# THE TASK
Reproduce the stretch of the listing below from its first line through the line that contains "top-left (131, 96), bottom-right (153, 104)", both ends included, copying every line exactly.

# DATASET EXTRACT

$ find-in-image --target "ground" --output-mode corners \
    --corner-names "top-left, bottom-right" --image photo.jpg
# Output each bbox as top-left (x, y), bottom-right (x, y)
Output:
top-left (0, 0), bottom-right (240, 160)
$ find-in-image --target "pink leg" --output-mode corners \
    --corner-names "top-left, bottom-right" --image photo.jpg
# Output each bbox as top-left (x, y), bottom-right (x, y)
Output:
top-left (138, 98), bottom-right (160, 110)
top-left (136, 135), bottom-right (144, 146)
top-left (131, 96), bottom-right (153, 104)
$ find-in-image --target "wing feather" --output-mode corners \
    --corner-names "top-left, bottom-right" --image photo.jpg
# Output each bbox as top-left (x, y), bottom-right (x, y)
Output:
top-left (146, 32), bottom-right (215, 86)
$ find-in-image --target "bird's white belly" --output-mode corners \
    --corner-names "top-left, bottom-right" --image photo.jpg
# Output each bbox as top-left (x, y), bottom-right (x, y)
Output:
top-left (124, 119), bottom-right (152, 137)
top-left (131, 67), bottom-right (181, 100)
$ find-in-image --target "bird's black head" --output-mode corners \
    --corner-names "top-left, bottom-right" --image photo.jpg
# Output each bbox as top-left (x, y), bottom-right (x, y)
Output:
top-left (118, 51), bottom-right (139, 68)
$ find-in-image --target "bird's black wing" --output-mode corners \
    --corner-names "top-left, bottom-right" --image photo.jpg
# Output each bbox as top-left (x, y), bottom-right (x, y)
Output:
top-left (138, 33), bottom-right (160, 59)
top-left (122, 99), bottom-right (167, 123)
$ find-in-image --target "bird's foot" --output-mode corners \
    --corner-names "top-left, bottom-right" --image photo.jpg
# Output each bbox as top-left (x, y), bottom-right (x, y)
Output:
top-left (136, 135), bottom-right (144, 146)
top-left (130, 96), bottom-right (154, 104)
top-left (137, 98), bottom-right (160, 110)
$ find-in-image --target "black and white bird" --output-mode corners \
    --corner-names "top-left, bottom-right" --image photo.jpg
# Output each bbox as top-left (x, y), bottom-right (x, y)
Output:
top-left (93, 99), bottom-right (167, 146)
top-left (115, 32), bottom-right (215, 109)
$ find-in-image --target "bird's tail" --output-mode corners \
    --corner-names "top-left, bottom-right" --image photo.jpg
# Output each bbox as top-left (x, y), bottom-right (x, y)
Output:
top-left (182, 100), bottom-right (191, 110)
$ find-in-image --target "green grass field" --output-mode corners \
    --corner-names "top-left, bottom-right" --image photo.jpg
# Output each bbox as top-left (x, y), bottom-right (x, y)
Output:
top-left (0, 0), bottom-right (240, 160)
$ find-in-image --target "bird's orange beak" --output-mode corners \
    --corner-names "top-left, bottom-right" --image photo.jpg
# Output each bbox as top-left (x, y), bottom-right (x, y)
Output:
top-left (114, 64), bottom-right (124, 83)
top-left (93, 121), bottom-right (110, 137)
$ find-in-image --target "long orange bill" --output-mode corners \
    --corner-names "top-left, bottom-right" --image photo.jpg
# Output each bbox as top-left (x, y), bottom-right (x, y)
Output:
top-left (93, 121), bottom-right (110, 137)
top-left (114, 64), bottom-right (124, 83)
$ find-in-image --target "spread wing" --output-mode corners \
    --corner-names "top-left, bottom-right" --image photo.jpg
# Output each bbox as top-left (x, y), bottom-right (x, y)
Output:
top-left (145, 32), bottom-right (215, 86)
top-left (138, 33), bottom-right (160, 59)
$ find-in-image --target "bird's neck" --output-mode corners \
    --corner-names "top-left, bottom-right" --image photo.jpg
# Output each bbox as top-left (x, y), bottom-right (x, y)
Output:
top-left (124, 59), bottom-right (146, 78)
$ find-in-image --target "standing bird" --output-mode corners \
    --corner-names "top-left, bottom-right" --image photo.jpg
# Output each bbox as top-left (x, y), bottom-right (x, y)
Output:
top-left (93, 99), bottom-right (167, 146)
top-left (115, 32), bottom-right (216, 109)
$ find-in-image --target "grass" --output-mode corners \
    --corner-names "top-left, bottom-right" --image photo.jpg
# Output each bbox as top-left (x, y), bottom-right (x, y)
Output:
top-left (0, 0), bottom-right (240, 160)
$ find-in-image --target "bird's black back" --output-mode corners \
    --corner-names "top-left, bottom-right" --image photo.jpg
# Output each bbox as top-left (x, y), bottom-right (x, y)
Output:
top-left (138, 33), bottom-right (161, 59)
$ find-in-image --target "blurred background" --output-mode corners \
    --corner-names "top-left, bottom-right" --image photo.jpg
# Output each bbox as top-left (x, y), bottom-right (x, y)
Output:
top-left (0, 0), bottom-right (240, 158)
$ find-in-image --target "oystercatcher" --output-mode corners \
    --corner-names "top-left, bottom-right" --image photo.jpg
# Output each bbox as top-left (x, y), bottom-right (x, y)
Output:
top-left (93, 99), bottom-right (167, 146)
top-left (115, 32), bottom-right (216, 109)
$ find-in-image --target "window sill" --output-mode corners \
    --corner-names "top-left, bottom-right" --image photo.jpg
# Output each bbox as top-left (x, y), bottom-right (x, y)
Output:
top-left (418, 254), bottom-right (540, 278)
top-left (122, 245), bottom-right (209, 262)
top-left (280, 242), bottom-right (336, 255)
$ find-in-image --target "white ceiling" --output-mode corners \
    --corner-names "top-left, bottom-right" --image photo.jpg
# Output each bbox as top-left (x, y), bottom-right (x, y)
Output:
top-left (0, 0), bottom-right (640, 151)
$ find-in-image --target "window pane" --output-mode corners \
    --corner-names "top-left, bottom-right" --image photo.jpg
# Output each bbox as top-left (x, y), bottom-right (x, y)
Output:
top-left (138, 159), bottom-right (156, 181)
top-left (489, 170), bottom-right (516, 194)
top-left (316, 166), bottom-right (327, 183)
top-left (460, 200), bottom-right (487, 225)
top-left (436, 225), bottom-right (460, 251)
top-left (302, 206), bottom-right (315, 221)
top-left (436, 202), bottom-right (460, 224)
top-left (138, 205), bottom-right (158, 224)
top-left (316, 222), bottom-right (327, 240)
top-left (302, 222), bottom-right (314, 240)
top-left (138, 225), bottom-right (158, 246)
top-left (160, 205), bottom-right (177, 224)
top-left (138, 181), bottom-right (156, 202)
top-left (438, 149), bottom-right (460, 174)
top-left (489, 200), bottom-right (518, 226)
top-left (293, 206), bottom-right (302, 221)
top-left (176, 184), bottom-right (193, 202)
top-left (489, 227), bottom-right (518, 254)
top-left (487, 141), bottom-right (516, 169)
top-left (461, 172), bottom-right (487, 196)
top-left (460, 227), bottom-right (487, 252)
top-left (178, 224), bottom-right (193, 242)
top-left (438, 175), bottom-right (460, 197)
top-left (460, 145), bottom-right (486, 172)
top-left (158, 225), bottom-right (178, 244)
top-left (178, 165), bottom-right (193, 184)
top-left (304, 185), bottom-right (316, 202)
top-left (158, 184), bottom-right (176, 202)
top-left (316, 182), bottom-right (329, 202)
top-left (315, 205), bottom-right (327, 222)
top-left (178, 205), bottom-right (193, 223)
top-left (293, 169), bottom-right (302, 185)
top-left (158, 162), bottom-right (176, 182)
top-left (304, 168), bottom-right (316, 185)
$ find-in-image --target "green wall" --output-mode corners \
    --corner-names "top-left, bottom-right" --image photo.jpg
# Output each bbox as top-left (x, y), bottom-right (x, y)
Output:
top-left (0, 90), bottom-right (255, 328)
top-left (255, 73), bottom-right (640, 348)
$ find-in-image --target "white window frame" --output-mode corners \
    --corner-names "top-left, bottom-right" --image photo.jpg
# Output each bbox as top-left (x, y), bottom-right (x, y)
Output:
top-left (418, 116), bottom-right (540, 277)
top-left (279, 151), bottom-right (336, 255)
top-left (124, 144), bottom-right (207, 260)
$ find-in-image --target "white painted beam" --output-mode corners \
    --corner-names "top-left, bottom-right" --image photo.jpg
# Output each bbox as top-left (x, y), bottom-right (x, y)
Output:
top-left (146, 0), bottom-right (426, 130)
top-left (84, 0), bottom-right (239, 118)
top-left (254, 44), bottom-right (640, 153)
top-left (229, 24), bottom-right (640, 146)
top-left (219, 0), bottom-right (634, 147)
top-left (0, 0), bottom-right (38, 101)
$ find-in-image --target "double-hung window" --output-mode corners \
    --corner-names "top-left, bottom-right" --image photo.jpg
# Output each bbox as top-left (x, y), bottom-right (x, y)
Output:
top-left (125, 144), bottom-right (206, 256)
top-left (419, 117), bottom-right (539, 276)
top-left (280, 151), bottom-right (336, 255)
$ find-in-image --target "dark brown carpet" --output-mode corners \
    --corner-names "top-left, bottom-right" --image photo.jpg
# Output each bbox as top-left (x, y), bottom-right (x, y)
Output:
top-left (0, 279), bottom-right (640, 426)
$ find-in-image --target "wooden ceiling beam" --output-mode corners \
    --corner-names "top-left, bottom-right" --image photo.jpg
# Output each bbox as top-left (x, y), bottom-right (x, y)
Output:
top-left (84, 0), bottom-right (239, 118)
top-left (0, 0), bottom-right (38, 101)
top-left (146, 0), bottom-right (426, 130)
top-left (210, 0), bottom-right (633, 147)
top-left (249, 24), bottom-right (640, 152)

# FULL SOLUTION
$ find-in-image --target "ground" --output-mode corners \
    --corner-names "top-left, bottom-right" --image photo.jpg
# Output each bbox as top-left (x, y), bottom-right (x, y)
Output:
top-left (0, 0), bottom-right (240, 160)
$ find-in-image --target "pink leg" --output-mode corners \
    --corner-names "top-left, bottom-right" --image photo.jpg
# Output each bbox as top-left (x, y), bottom-right (x, y)
Output:
top-left (138, 98), bottom-right (160, 110)
top-left (136, 135), bottom-right (144, 146)
top-left (131, 96), bottom-right (153, 104)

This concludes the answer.